--- Begin Records to process ---

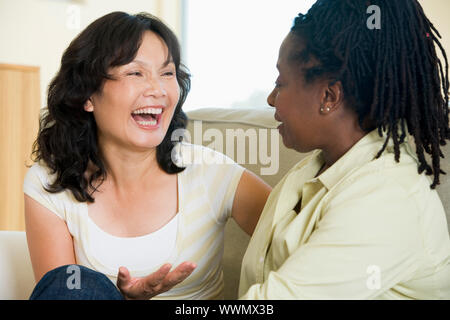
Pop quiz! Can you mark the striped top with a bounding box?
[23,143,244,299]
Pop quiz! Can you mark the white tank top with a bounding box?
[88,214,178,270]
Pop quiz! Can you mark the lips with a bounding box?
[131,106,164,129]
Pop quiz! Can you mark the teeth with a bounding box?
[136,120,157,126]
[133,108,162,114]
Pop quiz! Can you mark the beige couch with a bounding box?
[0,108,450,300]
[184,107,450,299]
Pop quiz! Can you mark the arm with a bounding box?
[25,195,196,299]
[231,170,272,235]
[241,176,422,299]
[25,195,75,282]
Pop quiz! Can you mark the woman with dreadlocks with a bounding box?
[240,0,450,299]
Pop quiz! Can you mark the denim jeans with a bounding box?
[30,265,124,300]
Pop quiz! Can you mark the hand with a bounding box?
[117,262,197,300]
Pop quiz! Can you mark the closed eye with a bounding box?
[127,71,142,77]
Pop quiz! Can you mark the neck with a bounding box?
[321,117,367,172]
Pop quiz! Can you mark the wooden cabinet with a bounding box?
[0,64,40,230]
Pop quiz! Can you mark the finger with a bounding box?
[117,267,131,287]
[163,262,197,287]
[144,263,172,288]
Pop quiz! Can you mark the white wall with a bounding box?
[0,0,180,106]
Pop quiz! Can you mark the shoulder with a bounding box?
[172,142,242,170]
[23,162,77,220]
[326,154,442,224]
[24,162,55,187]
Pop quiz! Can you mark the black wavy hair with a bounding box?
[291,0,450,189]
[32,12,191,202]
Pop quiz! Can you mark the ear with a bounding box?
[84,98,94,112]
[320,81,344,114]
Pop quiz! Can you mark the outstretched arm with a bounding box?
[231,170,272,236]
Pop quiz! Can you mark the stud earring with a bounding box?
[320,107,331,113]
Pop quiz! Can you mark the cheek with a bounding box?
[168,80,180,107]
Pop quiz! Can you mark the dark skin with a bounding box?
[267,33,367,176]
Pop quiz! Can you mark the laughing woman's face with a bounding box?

--- End Records to process ---

Set out every line of the rows above as a numbered list, omitting blank lines and excluding the pictures.

1. Pop quiz! Can you mark the striped top with a bounding box?
2. [23,143,244,299]
3. Pop quiz! Can you mark the white tank top with a bounding box?
4. [88,214,178,270]
5. Pop quiz! Can you mark the lips with a bounding box?
6. [131,106,164,129]
7. Pop quiz! Can you mark the teeth with a bounding box?
8. [136,120,157,126]
9. [133,108,162,114]
10. Pop quiz! Can you mark the beige couch with a bounding box?
11. [0,108,450,300]
12. [184,107,450,299]
13. Pop quiz! Can you mark the arm with a bounding box?
14. [25,195,196,299]
15. [231,170,272,235]
16. [241,176,422,299]
17. [25,195,75,282]
18. Pop quiz! Can you mark the woman with dreadlocks with a bounding box?
19. [240,0,450,299]
20. Pop quiz! Can you mark the denim jeans with a bounding box?
21. [30,265,124,300]
22. Pop quiz! Can you mark the hand with a bounding box?
23. [117,262,197,300]
24. Pop quiz! Can you mark the closed eye with a bounding box?
25. [127,71,142,77]
26. Pop quiz! Can you mark the neck with a bounding box?
27. [321,117,367,172]
28. Pop quiz! Can you mark the wooden cabinet with a bounding box?
29. [0,64,40,230]
30. Pop quiz! Can you mark the finger with a bounding box?
31. [117,267,131,287]
32. [163,262,197,287]
33. [144,263,172,288]
34. Pop quiz! Can you mark the white wall with a bounding box?
35. [0,0,180,106]
36. Pop quiz! Can you mark the shoulder with a bounding box?
37. [172,142,242,170]
38. [23,162,77,220]
39. [326,154,442,224]
40. [24,162,55,187]
41. Pop quiz! Can you mark the black wavy hair with a bounding box?
42. [291,0,450,189]
43. [32,12,191,202]
44. Pop quiz! Can you mark the ear with a bounding box?
45. [84,98,94,112]
46. [320,81,344,114]
47. Pop quiz! Can you mark the outstretched arm with a bounding box?
48. [231,170,272,236]
49. Pop quiz! Can you mark the stud earring with a bounding box?
50. [320,107,331,113]
51. Pop quiz! Can you mark the cheek with a bounding box?
52. [168,80,180,107]
53. Pop quiz! Can you mark the dark skin with a bounding box?
54. [267,33,367,176]
55. Pop quiz! Can you mark the laughing woman's face with a bounding box?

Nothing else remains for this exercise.